* **Given request**:
Rewrite everything from the line containing "the snowy rooftop" down to the end of the items, requests included, and offset every coordinate in the answers by 59 while leaving the requests and their format samples as they are. Leave the pictures out.

──────── Provided material ────────

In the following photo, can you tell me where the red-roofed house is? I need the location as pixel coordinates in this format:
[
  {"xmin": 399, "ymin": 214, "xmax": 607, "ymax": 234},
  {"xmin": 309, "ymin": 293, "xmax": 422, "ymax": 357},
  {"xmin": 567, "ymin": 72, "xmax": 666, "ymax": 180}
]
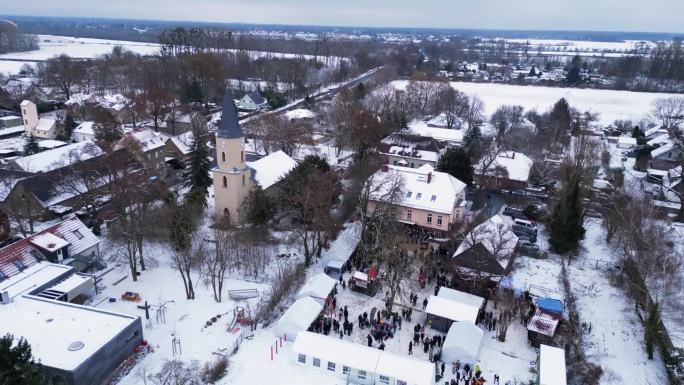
[{"xmin": 0, "ymin": 217, "xmax": 100, "ymax": 281}]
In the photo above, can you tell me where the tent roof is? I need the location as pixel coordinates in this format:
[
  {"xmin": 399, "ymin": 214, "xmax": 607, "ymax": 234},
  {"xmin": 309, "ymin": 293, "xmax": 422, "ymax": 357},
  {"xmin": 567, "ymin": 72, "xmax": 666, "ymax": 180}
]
[
  {"xmin": 442, "ymin": 321, "xmax": 484, "ymax": 360},
  {"xmin": 425, "ymin": 295, "xmax": 480, "ymax": 323},
  {"xmin": 297, "ymin": 273, "xmax": 336, "ymax": 299},
  {"xmin": 275, "ymin": 297, "xmax": 323, "ymax": 337},
  {"xmin": 539, "ymin": 345, "xmax": 567, "ymax": 385}
]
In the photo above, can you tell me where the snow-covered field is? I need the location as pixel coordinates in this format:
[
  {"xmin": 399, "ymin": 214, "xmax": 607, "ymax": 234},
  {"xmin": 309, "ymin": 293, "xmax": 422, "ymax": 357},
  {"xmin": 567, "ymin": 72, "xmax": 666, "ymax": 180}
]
[
  {"xmin": 0, "ymin": 35, "xmax": 159, "ymax": 74},
  {"xmin": 392, "ymin": 80, "xmax": 677, "ymax": 124}
]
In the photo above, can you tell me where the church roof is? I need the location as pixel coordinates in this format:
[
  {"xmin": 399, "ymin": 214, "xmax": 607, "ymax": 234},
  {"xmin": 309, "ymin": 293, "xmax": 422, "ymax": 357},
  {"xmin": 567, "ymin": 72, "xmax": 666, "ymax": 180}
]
[{"xmin": 216, "ymin": 88, "xmax": 244, "ymax": 139}]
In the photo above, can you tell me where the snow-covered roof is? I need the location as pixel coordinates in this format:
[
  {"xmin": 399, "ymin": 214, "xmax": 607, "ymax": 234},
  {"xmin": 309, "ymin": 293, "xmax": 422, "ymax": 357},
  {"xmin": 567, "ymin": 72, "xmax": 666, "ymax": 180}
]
[
  {"xmin": 437, "ymin": 286, "xmax": 484, "ymax": 308},
  {"xmin": 33, "ymin": 118, "xmax": 57, "ymax": 132},
  {"xmin": 29, "ymin": 232, "xmax": 69, "ymax": 252},
  {"xmin": 297, "ymin": 273, "xmax": 336, "ymax": 301},
  {"xmin": 274, "ymin": 297, "xmax": 323, "ymax": 340},
  {"xmin": 14, "ymin": 140, "xmax": 103, "ymax": 172},
  {"xmin": 539, "ymin": 345, "xmax": 567, "ymax": 385},
  {"xmin": 74, "ymin": 122, "xmax": 95, "ymax": 135},
  {"xmin": 171, "ymin": 131, "xmax": 194, "ymax": 155},
  {"xmin": 475, "ymin": 151, "xmax": 532, "ymax": 182},
  {"xmin": 454, "ymin": 214, "xmax": 518, "ymax": 262},
  {"xmin": 408, "ymin": 120, "xmax": 463, "ymax": 145},
  {"xmin": 321, "ymin": 222, "xmax": 361, "ymax": 266},
  {"xmin": 371, "ymin": 164, "xmax": 466, "ymax": 214},
  {"xmin": 0, "ymin": 262, "xmax": 73, "ymax": 296},
  {"xmin": 292, "ymin": 332, "xmax": 435, "ymax": 385},
  {"xmin": 648, "ymin": 134, "xmax": 670, "ymax": 146},
  {"xmin": 442, "ymin": 321, "xmax": 484, "ymax": 365},
  {"xmin": 285, "ymin": 108, "xmax": 316, "ymax": 120},
  {"xmin": 0, "ymin": 296, "xmax": 140, "ymax": 371},
  {"xmin": 38, "ymin": 139, "xmax": 68, "ymax": 149},
  {"xmin": 115, "ymin": 128, "xmax": 169, "ymax": 152},
  {"xmin": 618, "ymin": 136, "xmax": 637, "ymax": 147},
  {"xmin": 651, "ymin": 141, "xmax": 675, "ymax": 158},
  {"xmin": 425, "ymin": 295, "xmax": 480, "ymax": 323},
  {"xmin": 247, "ymin": 151, "xmax": 297, "ymax": 190}
]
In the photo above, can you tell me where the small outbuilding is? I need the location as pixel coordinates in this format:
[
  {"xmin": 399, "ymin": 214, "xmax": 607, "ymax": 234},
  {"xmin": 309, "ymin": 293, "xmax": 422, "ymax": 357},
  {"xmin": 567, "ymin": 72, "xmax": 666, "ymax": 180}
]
[
  {"xmin": 297, "ymin": 273, "xmax": 337, "ymax": 306},
  {"xmin": 274, "ymin": 297, "xmax": 323, "ymax": 341},
  {"xmin": 442, "ymin": 321, "xmax": 484, "ymax": 365}
]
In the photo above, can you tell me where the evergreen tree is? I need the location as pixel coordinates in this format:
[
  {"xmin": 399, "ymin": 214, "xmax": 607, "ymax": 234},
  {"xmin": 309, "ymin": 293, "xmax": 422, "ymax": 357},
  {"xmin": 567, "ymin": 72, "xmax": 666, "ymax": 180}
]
[
  {"xmin": 463, "ymin": 125, "xmax": 482, "ymax": 159},
  {"xmin": 24, "ymin": 135, "xmax": 40, "ymax": 155},
  {"xmin": 0, "ymin": 334, "xmax": 44, "ymax": 385},
  {"xmin": 437, "ymin": 148, "xmax": 474, "ymax": 185},
  {"xmin": 181, "ymin": 80, "xmax": 204, "ymax": 103},
  {"xmin": 184, "ymin": 116, "xmax": 212, "ymax": 209},
  {"xmin": 245, "ymin": 187, "xmax": 274, "ymax": 225},
  {"xmin": 549, "ymin": 171, "xmax": 584, "ymax": 254},
  {"xmin": 354, "ymin": 82, "xmax": 366, "ymax": 101}
]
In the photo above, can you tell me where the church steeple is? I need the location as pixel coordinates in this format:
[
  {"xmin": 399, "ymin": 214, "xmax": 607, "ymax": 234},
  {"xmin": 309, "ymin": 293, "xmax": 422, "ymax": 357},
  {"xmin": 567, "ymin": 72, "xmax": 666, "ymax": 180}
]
[{"xmin": 216, "ymin": 88, "xmax": 245, "ymax": 139}]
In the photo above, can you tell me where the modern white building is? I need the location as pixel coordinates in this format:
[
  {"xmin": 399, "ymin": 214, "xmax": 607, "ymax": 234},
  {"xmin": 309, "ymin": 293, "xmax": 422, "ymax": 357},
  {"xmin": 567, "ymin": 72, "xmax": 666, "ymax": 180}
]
[{"xmin": 292, "ymin": 332, "xmax": 435, "ymax": 385}]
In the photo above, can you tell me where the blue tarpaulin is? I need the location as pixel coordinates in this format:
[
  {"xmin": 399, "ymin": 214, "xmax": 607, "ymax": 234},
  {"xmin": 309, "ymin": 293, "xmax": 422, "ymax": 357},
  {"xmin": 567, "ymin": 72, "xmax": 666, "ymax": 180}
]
[{"xmin": 537, "ymin": 298, "xmax": 563, "ymax": 314}]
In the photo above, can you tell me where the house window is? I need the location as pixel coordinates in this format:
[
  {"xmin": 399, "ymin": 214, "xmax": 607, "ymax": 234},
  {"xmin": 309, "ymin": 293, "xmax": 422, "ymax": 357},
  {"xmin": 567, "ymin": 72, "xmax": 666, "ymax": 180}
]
[{"xmin": 12, "ymin": 259, "xmax": 26, "ymax": 271}]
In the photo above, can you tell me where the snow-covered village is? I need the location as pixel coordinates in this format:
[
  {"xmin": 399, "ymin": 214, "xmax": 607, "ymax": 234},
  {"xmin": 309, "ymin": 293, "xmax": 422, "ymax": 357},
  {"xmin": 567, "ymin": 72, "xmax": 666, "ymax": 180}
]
[{"xmin": 0, "ymin": 4, "xmax": 684, "ymax": 385}]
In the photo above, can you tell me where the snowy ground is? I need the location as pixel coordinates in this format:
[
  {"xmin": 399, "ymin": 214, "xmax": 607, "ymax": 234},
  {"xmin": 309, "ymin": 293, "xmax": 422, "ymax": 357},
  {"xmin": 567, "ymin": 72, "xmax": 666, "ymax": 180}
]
[
  {"xmin": 568, "ymin": 219, "xmax": 667, "ymax": 385},
  {"xmin": 0, "ymin": 35, "xmax": 160, "ymax": 74},
  {"xmin": 392, "ymin": 80, "xmax": 676, "ymax": 125}
]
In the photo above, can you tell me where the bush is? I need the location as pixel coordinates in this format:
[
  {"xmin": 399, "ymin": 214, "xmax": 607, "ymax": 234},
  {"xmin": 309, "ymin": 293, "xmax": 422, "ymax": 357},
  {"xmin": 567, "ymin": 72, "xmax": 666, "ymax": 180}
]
[{"xmin": 202, "ymin": 356, "xmax": 228, "ymax": 384}]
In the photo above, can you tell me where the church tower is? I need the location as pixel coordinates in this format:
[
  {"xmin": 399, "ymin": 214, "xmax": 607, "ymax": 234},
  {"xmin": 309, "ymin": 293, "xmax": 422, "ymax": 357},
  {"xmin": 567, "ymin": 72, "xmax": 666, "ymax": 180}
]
[{"xmin": 213, "ymin": 89, "xmax": 251, "ymax": 225}]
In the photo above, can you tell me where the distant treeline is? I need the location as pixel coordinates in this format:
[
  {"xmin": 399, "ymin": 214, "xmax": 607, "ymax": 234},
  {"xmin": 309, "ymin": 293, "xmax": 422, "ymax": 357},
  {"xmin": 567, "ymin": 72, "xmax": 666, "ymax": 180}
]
[{"xmin": 0, "ymin": 20, "xmax": 38, "ymax": 54}]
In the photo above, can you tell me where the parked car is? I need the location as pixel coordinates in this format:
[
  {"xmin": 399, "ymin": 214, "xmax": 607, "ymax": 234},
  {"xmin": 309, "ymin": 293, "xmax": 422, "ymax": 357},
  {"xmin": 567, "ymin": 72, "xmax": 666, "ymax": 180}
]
[{"xmin": 504, "ymin": 206, "xmax": 527, "ymax": 219}]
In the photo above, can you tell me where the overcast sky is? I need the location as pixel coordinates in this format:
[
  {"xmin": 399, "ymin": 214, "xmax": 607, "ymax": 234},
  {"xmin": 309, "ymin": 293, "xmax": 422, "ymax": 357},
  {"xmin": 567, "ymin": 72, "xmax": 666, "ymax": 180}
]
[{"xmin": 0, "ymin": 0, "xmax": 684, "ymax": 32}]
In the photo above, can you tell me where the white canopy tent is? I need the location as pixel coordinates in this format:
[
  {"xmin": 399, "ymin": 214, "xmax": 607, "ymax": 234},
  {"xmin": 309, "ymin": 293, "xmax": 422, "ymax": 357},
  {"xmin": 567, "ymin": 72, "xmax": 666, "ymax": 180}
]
[
  {"xmin": 274, "ymin": 297, "xmax": 323, "ymax": 340},
  {"xmin": 297, "ymin": 273, "xmax": 337, "ymax": 305},
  {"xmin": 442, "ymin": 321, "xmax": 484, "ymax": 365}
]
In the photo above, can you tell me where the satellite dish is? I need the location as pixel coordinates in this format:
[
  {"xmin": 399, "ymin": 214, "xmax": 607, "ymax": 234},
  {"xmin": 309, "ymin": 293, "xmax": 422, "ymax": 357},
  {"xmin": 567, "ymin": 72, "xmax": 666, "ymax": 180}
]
[{"xmin": 67, "ymin": 341, "xmax": 85, "ymax": 352}]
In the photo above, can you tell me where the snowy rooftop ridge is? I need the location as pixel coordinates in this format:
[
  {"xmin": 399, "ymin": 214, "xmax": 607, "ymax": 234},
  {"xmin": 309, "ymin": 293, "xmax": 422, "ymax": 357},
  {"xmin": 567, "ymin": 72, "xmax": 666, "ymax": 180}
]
[
  {"xmin": 14, "ymin": 140, "xmax": 104, "ymax": 173},
  {"xmin": 371, "ymin": 164, "xmax": 466, "ymax": 214}
]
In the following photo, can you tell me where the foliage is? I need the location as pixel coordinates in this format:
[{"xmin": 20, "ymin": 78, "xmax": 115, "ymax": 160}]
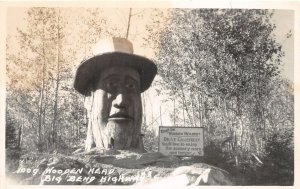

────────

* **Answer for this exercise**:
In the photo above, can you tell me where the snowy rooftop ridge is? I need the location as pixel coordinates in this format:
[
  {"xmin": 399, "ymin": 214, "xmax": 607, "ymax": 234},
  {"xmin": 309, "ymin": 293, "xmax": 422, "ymax": 357},
  {"xmin": 567, "ymin": 72, "xmax": 666, "ymax": 180}
]
[
  {"xmin": 73, "ymin": 199, "xmax": 163, "ymax": 232},
  {"xmin": 430, "ymin": 223, "xmax": 525, "ymax": 273}
]
In the following photo, can you tell me where the foliage is? I need the location as pixel coordinates in this format:
[{"xmin": 20, "ymin": 78, "xmax": 115, "ymax": 160}]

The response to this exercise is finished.